• Consignes
A: D'après le texte du document, quel sort la Cour réserve-t-elle à la requête en sursis provisoire ?
B: Dressez la liste de toutes les années d'imposition qui, selon le demandeur dans le texte du document, ont fait l'objet d'une vérification.

• Texte du document

.....

Référence : 2024 CF 431

[TRADUCTION FRANÇAISE]

Toronto (Ontario), le 15 mars 2024

En présence de monsieur le juge Ahmed

ENTRE :

ADAM RAFFAELE MATTINA

demandeur

et

LE MINISTRE DU REVENU NATIONAL

défendeur

ORDONNANCE ET MOTIFS

I. Aperçu

[1] Le demandeur, Adam Raffaele Mattina, demande la suspension provisoire du renvoi (« renvoi) des avis d’opposition (« oppositions ») à la Division de la vérification de l’Agence du revenu du Canada (« ARC ») par la Division des appels de l’ARC en ce qui a trait aux nouvelles cotisations établies pour les années d’imposition 2013, 2014 et 2017 (les « nouvelles cotisations »).

[2] Le demandeur demande à la Cour de surseoir au renvoi à la Division de la vérification des oppositions qu’il a déposées pour les nouvelles cotisations qu’il a reçues jusqu’à ce que la demande de contrôle judiciaire sous-jacente soit tranchée, ou jusqu’à ce qu’une décision soit rendue en ce qui a trait à la requête en suspension d’instance.

[3] Pour les motifs qui suivent, la présente requête en sursis provisoire est rejetée.

II. Faits et décisions sous-jacentes

[4] Selon le demandeur, en juin 2018, il a fait l’objet d’une vérification pour les années d’imposition 2014, 2015 et 2016. Il prétend qu’en octobre 2018, il a fait l’objet d’une vérification pour l’année d’imposition 2013; qu’en juillet 2021, le défendeur a établi des avis de nouvelle cotisation pour les années d’imposition 2013, 2014 et 2017; et qu’en novembre 2021, le défendeur a établi un autre avis de nouvelle cotisation pour l’année d’imposition 2013.

[5] Le demandeur soutient qu’en octobre et décembre 2021, respectivement, il a déposé des avis d’opposition aux nouvelles cotisations en vertu de l’article 165 de la Loi de l’impôt sur le revenu, LRC 1985, c 1 (5suppl) (« LIR »).

[6] De plus, le demandeur soutient qu’en novembre 2022, les oppositions ont été confiées à un agent des appels de l’ARC, qui lui a fourni, en janvier et février 2023, ses premières impressions concernant les oppositions. Le demandeur prétend qu’en septembre 2023, il a rencontré un agent des appels et la direction des appels de l’ARC pour discuter de son dossier. Il affirme que la réunion s’est terminée sur une [traduction] « note positive », car il a été informé qu’[TRADUCTION] « une lettre de recommandation révisée lui serait envoyée sous peu ».

.....

• Extraits de données
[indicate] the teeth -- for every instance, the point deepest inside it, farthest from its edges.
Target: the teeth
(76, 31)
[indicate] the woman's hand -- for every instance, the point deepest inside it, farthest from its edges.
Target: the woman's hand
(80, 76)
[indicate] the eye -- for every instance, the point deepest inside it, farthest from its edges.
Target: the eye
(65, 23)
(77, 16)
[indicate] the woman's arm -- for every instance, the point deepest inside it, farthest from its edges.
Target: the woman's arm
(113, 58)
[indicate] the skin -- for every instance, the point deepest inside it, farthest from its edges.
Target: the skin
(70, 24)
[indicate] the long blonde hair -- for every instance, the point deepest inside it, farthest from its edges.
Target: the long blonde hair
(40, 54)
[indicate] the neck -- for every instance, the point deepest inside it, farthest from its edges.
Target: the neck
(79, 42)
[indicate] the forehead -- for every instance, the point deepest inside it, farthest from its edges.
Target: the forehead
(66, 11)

.....

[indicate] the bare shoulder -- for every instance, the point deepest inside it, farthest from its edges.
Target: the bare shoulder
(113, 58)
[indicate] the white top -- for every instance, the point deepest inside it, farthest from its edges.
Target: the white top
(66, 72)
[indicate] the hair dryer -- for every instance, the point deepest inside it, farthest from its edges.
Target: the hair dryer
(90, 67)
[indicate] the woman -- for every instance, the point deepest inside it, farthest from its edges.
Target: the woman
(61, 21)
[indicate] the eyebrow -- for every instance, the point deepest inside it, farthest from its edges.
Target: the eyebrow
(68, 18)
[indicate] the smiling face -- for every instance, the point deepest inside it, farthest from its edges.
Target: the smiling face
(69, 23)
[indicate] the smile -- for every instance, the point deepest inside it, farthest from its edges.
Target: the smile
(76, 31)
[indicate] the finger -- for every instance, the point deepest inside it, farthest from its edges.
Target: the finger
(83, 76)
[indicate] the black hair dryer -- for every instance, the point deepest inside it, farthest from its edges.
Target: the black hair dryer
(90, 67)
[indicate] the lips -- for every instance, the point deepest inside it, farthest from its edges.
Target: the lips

.....

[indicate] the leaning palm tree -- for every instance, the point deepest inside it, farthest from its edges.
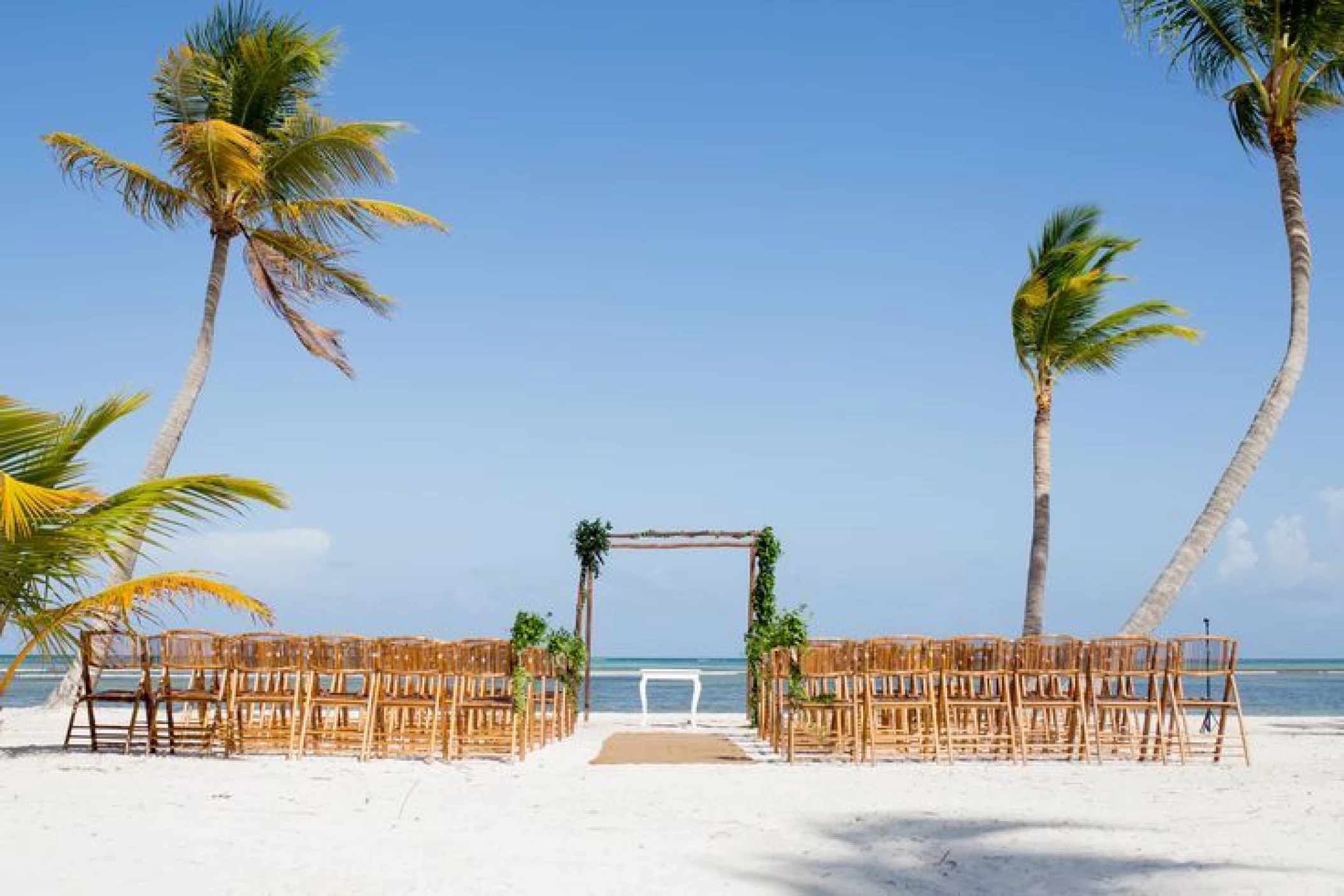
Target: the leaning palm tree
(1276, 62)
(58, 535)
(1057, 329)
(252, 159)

.....

• Réponses
A: La requête en sursis provisoire est rejetée.

B: 2014, 2015, 2016 et 2013.